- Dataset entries
● ● ● ●
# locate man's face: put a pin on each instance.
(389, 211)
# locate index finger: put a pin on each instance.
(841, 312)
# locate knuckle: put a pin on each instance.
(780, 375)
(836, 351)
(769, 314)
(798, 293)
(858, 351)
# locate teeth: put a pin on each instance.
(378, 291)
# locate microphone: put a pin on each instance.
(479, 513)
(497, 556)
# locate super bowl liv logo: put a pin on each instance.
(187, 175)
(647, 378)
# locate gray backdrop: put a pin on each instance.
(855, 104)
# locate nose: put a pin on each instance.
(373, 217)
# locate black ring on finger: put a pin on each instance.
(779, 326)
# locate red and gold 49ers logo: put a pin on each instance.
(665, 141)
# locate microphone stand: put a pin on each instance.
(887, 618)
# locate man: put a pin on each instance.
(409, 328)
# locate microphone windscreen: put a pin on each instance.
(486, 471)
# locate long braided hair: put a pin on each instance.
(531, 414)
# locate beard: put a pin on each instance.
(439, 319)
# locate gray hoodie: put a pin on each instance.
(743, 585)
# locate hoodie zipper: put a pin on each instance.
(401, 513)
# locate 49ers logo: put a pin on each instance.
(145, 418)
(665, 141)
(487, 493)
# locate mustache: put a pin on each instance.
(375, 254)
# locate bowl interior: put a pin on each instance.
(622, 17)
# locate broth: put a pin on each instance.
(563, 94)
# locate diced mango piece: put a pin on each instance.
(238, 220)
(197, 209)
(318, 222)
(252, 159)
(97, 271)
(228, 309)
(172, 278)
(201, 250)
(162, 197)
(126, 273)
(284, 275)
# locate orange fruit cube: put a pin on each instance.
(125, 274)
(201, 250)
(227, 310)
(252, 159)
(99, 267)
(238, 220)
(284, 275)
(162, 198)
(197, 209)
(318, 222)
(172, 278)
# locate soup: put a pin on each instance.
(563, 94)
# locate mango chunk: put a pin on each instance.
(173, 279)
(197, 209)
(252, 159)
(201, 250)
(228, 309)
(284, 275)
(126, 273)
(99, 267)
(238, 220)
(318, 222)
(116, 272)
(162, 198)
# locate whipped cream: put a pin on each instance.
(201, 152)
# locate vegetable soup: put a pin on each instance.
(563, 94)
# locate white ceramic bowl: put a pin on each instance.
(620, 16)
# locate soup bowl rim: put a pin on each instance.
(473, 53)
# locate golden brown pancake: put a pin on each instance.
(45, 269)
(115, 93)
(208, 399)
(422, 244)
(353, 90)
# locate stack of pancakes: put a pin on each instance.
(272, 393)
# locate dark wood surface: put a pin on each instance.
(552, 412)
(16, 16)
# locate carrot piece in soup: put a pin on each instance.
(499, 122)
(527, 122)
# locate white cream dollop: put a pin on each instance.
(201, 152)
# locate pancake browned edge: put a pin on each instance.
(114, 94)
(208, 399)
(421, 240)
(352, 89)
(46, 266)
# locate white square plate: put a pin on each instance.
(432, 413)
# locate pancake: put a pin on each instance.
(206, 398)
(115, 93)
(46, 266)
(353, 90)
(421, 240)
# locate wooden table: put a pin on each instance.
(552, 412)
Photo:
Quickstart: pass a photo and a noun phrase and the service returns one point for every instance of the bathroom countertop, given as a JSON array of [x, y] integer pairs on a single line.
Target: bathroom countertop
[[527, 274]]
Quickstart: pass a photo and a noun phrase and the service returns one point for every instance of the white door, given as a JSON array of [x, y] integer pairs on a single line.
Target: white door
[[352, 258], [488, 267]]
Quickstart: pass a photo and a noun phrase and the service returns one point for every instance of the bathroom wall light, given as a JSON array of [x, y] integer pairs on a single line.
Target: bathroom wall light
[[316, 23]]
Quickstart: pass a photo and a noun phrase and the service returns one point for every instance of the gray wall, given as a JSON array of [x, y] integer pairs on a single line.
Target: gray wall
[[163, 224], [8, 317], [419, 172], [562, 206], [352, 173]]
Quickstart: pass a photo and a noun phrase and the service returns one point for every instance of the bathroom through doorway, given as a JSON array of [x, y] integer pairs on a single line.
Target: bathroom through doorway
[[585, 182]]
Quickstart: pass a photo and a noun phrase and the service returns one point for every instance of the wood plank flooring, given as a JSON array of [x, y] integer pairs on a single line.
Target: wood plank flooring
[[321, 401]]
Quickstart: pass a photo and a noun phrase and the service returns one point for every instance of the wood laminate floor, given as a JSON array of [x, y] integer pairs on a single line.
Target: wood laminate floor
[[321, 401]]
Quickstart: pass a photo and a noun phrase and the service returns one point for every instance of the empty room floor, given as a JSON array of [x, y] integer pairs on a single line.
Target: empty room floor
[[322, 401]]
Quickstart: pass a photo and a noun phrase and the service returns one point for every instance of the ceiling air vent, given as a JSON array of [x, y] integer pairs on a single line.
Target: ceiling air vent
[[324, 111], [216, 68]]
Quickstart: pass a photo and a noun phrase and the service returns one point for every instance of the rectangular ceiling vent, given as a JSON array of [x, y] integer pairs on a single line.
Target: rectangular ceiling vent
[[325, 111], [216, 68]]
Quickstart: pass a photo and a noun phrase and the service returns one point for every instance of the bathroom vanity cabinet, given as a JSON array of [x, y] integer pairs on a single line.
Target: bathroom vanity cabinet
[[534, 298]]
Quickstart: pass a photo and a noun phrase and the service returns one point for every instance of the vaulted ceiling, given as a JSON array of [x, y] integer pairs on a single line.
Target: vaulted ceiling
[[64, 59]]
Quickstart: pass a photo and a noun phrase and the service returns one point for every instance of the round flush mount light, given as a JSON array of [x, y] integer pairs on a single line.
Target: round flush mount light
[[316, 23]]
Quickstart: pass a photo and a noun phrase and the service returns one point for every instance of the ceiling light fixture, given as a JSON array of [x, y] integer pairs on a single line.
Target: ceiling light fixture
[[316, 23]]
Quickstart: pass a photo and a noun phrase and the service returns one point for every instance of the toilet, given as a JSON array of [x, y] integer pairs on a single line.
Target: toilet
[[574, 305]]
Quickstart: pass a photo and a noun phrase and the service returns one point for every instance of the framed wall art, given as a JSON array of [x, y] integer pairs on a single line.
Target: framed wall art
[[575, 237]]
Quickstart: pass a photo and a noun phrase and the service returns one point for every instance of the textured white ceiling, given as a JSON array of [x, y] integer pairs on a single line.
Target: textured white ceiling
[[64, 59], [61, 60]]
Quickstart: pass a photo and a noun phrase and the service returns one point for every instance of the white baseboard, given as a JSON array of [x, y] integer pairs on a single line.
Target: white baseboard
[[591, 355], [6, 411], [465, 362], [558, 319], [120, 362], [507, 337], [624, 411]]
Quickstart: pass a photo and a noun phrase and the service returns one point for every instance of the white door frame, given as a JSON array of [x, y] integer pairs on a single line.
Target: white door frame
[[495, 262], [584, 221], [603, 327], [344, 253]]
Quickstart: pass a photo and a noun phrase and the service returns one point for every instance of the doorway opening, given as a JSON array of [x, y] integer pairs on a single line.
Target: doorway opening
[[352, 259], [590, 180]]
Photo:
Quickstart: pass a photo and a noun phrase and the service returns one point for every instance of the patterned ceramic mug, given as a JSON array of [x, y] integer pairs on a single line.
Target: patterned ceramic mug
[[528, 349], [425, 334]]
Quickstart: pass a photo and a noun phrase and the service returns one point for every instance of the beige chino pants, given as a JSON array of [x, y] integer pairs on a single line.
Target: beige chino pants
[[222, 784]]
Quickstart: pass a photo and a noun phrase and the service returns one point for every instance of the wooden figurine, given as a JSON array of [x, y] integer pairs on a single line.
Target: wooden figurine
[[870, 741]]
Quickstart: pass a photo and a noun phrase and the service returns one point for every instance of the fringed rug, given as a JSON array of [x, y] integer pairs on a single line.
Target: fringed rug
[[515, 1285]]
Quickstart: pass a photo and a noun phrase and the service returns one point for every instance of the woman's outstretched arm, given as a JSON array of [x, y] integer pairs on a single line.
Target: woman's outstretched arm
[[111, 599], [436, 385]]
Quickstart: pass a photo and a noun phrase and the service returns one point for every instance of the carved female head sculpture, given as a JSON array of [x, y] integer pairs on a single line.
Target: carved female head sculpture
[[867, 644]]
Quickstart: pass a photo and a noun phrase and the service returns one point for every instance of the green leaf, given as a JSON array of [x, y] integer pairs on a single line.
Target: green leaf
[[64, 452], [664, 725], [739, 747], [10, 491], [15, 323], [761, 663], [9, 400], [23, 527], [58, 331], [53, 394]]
● ● ● ●
- What you are asked to do
An exact copy of the lines above, from the one containing "Target: ceiling light fixture" through the one containing "white baseboard, given", is the whole of the answer.

- Output
Target: ceiling light fixture
[[316, 23]]
Quickstart: pass a photo and a noun phrase and the service returns one point for every instance of the toilet, given as a JSON array of [x, y] integer pairs on a single line.
Target: toilet
[[574, 305]]
Quickstart: pass a photo and a noun phrase and the service returns one point for every instance of the framed wall art, given as a JSON array of [x, y] integer pairs on a single line.
Target: framed wall art
[[575, 237]]
Quickstart: pass a photo and a noun phrase and the service returns one point for every instance of the textured white ceiling, given as a JSON array of [x, y] integer pairs on a single line.
Target: textured white ceiling
[[64, 59], [61, 60]]
Quickstart: pass a photo and a noun phrase and the service returns one point for every instance of the white baseboard, given as a JSON array of [x, y] integer pairs on a single line.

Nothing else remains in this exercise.